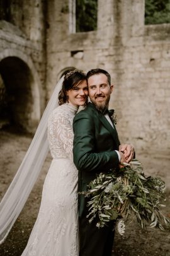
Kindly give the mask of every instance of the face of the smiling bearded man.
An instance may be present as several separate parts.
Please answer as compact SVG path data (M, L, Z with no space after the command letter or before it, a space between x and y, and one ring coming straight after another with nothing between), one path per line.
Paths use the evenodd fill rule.
M108 83L108 78L105 74L93 74L88 79L89 98L96 105L96 108L103 110L108 108L110 95L113 91L113 85Z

ASSIGNMENT >>
A single number is the whole answer: the count of lines above that hold "instance".

TASK RESPONSE >>
2